→ **What is required**
Once the line containing "Target: nettle leaf" is found, retype it and each line after it through the last entry below, word for word, and nothing else.

→ **Image-grounded pointing data**
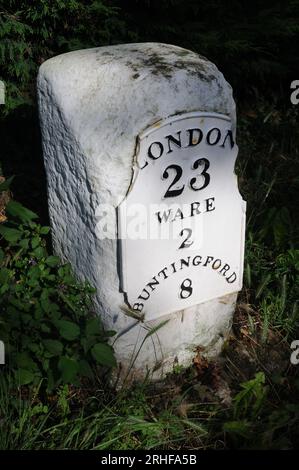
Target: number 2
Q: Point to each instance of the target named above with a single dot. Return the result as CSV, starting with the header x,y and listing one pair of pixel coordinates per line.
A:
x,y
186,243
179,172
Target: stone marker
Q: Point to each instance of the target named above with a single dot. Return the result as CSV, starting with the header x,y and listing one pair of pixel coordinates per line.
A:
x,y
139,148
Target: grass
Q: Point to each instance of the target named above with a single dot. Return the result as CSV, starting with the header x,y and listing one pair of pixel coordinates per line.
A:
x,y
245,399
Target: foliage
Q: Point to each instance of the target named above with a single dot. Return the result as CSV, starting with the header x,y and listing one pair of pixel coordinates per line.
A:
x,y
254,43
268,178
46,319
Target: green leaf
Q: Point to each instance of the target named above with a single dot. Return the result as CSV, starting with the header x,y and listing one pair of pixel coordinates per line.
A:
x,y
68,329
52,261
4,186
24,243
103,354
53,346
44,230
69,369
10,234
85,369
39,252
24,376
1,255
35,242
93,327
24,361
15,209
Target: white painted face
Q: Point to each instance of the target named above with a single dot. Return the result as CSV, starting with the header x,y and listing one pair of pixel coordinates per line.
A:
x,y
181,226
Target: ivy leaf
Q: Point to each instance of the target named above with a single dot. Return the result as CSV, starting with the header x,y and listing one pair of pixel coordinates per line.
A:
x,y
69,369
93,327
10,234
52,261
15,209
44,230
68,329
4,186
53,346
103,354
24,376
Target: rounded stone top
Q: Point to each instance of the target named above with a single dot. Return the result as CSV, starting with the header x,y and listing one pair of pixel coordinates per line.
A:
x,y
158,59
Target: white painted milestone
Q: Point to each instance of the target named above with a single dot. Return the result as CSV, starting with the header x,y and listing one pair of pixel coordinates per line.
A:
x,y
139,144
182,223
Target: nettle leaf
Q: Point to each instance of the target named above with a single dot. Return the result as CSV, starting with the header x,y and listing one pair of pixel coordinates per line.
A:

→ **Exercise output**
Target: nettle leaf
Q: Point to each instance of the target named above with a single dot. Return the result as CSV, starting with the header x,y and listing one pair of pixel coordinates per line.
A:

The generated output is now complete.